> [GOAL]: Which lines in the data below contain the string "Target", with case counting? Report each of those lines, copied in full.

Region annotation entries:
···

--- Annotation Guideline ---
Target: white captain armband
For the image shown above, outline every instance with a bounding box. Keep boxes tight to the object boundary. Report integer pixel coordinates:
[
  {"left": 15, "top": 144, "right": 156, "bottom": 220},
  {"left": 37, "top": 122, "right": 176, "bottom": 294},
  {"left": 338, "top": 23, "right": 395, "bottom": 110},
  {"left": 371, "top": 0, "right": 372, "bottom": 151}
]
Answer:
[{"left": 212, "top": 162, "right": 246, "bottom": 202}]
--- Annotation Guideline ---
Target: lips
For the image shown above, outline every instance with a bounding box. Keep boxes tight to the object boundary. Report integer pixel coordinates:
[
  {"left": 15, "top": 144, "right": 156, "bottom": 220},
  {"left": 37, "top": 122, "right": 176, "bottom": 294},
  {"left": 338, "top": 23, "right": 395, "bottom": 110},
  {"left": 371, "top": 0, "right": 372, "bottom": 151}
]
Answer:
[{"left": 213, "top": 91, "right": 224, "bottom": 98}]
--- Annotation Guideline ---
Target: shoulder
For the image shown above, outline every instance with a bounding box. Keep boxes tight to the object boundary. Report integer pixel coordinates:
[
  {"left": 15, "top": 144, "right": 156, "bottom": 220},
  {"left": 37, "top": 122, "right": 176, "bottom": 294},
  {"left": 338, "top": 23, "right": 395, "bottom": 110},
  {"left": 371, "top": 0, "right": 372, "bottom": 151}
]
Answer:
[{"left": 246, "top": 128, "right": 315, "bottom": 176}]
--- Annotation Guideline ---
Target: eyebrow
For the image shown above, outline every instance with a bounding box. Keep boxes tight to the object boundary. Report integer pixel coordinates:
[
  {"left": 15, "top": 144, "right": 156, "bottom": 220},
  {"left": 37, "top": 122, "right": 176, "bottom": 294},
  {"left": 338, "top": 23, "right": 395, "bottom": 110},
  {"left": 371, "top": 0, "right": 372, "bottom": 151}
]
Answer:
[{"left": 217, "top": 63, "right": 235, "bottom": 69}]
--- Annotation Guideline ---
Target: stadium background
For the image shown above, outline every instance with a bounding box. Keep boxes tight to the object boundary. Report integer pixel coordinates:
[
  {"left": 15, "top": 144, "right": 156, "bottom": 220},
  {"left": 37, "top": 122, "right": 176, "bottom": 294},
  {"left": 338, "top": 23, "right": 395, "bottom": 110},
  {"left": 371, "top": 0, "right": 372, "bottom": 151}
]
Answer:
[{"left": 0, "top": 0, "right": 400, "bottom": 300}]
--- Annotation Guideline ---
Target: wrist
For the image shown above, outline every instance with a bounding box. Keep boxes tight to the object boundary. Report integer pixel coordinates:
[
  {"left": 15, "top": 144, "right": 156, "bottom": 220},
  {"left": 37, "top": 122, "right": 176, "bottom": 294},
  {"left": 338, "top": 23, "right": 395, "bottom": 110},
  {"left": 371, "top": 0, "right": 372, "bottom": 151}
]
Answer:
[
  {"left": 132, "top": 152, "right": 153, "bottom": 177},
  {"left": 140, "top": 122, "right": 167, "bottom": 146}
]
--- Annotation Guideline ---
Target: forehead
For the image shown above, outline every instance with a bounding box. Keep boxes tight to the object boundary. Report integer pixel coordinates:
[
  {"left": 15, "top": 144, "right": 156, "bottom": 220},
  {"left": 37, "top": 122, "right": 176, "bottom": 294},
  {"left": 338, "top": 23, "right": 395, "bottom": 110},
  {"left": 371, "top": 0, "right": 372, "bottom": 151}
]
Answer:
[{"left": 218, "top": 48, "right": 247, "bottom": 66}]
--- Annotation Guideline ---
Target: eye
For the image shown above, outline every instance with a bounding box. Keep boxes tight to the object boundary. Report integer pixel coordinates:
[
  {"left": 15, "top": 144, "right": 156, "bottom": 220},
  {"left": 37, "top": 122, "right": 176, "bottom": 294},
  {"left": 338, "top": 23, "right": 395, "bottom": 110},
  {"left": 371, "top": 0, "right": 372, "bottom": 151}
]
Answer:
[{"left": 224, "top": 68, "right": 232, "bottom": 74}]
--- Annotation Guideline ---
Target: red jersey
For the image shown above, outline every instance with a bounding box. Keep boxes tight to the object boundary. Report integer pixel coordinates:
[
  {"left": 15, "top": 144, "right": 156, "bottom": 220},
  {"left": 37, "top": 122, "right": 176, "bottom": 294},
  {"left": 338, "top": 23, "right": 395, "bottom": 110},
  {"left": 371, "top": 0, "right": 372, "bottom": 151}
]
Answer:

···

> [SOLUTION TO THIS EXERCISE]:
Target: white captain armband
Target: lips
Target: shoulder
Target: eyebrow
Target: stadium background
Target: wrist
Target: forehead
Target: eye
Target: red jersey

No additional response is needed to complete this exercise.